--- BEGIN ---
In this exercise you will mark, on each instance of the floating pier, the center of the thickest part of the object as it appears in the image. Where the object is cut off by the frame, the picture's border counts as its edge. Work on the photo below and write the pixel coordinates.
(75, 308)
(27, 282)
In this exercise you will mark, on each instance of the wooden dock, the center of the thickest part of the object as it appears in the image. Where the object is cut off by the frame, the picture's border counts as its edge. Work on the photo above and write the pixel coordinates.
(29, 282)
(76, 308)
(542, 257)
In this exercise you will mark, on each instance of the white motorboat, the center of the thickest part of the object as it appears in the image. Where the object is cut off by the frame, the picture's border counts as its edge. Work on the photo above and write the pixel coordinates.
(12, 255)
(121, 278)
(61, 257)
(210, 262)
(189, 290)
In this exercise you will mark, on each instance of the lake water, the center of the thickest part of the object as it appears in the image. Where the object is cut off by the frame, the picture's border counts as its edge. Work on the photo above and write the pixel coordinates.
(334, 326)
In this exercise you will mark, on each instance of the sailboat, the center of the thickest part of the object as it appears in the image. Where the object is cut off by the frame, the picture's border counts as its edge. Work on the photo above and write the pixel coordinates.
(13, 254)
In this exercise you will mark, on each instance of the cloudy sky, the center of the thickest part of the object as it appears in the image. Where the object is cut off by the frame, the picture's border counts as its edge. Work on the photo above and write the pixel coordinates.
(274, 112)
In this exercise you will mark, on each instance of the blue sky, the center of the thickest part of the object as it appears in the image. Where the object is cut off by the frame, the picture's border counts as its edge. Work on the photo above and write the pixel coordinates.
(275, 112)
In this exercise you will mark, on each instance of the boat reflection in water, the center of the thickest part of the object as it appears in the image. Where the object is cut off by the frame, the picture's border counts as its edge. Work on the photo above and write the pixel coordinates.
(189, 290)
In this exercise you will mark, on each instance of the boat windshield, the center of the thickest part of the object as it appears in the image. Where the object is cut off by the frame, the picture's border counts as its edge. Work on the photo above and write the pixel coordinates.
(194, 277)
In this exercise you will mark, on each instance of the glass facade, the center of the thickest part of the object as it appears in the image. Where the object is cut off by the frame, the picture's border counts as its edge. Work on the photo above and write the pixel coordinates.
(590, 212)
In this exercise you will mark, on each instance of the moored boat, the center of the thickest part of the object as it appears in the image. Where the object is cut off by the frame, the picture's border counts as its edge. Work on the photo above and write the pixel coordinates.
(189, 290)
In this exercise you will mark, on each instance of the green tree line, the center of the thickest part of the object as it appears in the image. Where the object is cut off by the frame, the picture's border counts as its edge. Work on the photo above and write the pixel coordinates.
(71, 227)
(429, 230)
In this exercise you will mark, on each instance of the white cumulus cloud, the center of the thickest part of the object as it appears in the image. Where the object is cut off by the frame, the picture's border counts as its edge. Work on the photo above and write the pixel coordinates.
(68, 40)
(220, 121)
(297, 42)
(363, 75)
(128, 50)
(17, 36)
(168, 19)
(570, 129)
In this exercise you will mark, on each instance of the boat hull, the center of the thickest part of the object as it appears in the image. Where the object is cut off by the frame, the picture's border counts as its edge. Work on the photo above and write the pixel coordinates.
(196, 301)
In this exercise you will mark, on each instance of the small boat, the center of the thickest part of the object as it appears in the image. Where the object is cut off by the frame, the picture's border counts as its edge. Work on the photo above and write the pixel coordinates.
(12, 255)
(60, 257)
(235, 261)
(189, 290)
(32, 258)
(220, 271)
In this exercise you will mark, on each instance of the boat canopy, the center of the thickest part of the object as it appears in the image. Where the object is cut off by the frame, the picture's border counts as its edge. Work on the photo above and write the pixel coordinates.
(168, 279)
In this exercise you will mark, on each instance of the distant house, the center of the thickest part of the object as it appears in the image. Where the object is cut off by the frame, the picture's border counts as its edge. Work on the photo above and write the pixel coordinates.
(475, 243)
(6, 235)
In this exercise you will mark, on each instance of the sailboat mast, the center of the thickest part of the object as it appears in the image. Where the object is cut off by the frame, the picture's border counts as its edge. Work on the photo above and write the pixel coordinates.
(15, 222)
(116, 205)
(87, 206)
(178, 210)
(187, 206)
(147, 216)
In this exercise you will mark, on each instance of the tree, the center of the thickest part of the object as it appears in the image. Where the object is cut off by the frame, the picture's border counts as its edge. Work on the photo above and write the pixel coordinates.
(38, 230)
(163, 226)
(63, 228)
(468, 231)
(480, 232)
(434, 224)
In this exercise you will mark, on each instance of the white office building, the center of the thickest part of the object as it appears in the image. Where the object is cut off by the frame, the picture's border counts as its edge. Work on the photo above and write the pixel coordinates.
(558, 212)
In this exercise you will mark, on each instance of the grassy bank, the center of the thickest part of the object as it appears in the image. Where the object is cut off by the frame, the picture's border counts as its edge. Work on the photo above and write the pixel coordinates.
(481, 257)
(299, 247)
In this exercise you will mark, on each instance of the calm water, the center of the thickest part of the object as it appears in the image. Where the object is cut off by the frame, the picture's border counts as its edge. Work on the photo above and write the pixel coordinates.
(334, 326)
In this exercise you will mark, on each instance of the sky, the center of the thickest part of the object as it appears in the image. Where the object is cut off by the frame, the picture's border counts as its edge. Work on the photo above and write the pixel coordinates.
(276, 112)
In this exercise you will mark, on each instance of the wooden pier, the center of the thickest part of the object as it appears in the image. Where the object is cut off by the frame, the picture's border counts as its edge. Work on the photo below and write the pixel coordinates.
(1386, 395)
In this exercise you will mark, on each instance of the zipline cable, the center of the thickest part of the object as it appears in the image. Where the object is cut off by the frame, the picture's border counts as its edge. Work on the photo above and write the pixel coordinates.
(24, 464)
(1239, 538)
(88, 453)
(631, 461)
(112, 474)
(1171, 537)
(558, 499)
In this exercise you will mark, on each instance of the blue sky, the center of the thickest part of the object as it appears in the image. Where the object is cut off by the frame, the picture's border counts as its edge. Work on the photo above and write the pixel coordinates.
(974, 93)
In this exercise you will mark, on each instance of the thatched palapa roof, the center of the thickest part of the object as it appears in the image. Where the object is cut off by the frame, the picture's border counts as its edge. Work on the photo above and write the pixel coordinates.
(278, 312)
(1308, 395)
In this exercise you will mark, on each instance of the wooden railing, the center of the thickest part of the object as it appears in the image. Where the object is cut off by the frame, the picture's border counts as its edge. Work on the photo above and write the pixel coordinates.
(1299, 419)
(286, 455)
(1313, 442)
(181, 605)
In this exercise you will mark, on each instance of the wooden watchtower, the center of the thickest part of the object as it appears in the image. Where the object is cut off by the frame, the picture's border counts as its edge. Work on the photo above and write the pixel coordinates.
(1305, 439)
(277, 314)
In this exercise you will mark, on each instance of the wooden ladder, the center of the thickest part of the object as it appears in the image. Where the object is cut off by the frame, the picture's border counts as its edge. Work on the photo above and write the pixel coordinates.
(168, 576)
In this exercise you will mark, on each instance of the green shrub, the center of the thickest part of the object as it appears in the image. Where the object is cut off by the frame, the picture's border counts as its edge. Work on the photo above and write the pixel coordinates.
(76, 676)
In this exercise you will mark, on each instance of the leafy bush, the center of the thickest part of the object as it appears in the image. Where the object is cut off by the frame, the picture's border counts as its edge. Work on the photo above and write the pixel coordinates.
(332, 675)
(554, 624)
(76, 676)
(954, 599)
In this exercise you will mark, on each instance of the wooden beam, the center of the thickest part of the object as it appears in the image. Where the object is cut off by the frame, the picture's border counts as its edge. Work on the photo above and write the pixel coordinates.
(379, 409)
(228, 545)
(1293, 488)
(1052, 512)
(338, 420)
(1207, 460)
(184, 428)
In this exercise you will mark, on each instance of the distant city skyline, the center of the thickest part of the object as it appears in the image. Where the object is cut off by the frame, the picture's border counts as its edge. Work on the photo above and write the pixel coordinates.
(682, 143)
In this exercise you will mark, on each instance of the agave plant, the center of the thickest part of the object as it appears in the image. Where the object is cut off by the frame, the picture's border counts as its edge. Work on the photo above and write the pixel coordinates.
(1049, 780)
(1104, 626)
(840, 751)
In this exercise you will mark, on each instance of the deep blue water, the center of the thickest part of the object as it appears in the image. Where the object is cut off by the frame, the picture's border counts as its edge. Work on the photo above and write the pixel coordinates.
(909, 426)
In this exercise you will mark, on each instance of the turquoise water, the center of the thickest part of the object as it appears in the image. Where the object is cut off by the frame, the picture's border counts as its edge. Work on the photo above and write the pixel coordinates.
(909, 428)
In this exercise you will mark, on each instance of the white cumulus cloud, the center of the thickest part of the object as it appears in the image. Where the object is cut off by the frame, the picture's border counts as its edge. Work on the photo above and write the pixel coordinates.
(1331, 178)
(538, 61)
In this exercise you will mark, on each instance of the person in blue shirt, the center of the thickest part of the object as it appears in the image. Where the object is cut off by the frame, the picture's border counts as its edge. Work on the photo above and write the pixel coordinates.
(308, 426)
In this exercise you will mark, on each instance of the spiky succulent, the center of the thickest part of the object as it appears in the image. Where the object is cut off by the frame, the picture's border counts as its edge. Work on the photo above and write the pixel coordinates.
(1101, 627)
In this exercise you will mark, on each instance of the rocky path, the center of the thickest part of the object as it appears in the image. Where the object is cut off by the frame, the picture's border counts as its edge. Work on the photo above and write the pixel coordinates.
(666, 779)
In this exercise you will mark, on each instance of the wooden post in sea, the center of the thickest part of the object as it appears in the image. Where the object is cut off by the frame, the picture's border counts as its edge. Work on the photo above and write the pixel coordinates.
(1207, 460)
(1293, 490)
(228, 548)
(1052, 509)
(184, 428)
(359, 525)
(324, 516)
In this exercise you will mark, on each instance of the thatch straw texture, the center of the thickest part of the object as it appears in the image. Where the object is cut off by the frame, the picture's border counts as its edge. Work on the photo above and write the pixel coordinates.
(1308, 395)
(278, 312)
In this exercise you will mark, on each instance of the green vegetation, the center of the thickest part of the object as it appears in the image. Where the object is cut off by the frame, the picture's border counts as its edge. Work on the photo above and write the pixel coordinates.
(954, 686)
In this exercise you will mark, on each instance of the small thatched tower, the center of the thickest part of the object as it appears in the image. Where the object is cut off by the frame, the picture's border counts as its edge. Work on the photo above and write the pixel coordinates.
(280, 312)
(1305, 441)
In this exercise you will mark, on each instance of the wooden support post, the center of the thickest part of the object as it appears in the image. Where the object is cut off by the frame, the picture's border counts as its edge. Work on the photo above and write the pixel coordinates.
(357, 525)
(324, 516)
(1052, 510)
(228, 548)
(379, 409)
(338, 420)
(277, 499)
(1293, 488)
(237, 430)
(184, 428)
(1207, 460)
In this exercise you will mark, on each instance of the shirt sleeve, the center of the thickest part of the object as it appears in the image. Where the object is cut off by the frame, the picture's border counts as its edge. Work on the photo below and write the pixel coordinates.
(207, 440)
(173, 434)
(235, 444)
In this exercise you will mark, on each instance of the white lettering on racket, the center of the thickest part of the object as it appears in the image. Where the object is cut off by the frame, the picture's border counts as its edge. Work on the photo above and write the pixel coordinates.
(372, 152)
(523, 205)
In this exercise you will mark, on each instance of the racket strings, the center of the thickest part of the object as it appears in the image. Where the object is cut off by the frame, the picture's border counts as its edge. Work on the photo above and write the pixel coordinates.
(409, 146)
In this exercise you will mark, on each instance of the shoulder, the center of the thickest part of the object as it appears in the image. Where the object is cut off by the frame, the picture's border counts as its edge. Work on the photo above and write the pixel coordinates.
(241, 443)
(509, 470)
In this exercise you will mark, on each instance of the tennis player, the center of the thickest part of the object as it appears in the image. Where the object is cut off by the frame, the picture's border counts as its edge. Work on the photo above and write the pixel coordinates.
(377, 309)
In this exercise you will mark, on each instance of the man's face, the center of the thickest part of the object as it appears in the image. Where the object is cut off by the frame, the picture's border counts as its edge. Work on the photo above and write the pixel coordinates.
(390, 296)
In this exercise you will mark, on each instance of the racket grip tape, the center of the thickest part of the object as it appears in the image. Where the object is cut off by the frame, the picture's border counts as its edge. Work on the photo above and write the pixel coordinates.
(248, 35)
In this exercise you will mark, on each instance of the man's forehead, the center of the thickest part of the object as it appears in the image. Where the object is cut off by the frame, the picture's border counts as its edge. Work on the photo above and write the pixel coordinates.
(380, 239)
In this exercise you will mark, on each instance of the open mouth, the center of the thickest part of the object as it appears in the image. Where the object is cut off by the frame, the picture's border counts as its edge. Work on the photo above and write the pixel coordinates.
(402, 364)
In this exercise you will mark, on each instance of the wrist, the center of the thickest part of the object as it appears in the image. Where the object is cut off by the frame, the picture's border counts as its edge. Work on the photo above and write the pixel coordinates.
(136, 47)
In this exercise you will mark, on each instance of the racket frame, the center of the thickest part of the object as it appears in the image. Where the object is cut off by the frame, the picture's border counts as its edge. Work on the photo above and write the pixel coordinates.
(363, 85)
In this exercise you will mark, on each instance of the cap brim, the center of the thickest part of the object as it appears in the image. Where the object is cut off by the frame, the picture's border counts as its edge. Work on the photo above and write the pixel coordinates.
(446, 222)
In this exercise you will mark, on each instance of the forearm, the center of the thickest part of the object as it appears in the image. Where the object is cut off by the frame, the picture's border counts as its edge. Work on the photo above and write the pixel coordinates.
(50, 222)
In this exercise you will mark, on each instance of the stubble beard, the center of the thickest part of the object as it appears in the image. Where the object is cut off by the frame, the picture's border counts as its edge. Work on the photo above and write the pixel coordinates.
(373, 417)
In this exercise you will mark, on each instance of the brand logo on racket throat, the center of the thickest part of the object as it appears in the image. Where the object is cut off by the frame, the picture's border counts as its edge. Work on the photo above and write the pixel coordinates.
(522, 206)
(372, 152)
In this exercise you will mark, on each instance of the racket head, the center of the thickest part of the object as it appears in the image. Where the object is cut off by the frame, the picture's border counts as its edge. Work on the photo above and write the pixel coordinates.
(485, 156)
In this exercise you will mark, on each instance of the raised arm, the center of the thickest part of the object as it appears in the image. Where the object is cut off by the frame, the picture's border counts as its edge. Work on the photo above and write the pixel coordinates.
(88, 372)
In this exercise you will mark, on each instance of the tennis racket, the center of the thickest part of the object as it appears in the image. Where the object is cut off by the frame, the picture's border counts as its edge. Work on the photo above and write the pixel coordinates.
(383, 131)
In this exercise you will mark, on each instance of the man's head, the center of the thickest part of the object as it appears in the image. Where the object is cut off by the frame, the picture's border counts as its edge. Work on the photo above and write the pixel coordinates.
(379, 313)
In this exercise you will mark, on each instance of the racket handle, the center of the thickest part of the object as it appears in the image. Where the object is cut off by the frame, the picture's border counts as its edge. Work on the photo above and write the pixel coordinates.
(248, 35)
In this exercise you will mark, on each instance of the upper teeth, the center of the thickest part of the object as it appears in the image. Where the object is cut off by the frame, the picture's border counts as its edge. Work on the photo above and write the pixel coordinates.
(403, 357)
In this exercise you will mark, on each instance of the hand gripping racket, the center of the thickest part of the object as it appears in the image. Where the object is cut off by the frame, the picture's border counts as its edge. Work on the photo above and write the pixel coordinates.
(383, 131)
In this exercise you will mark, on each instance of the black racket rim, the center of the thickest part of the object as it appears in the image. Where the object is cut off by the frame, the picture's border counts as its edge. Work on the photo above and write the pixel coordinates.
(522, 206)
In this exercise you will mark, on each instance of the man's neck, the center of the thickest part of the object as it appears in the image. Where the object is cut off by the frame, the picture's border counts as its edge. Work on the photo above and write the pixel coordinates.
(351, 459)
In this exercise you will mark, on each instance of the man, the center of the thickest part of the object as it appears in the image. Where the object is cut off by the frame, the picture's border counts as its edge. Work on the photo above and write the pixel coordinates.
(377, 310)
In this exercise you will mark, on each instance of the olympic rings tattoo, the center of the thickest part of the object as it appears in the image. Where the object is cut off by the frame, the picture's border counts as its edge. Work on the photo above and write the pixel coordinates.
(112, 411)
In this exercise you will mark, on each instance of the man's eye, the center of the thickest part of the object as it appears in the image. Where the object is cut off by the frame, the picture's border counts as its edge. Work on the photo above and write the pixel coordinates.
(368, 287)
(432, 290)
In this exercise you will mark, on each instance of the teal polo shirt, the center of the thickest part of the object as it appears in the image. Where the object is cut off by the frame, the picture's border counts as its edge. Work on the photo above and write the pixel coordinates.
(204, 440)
--- END ---
### EXERCISE AIM:
Copy out word for word the lines from the one containing "of the teal" through the final line, with both ends included.

### COMPLETE ANSWER:
In this exercise you will mark, on each instance of the teal polo shirt, the center of the thickest part of the object as it appears in the image. Where the object is cut off by the frame, the picture's border counts as its edge. Work on the photo above and write the pixel coordinates.
(204, 440)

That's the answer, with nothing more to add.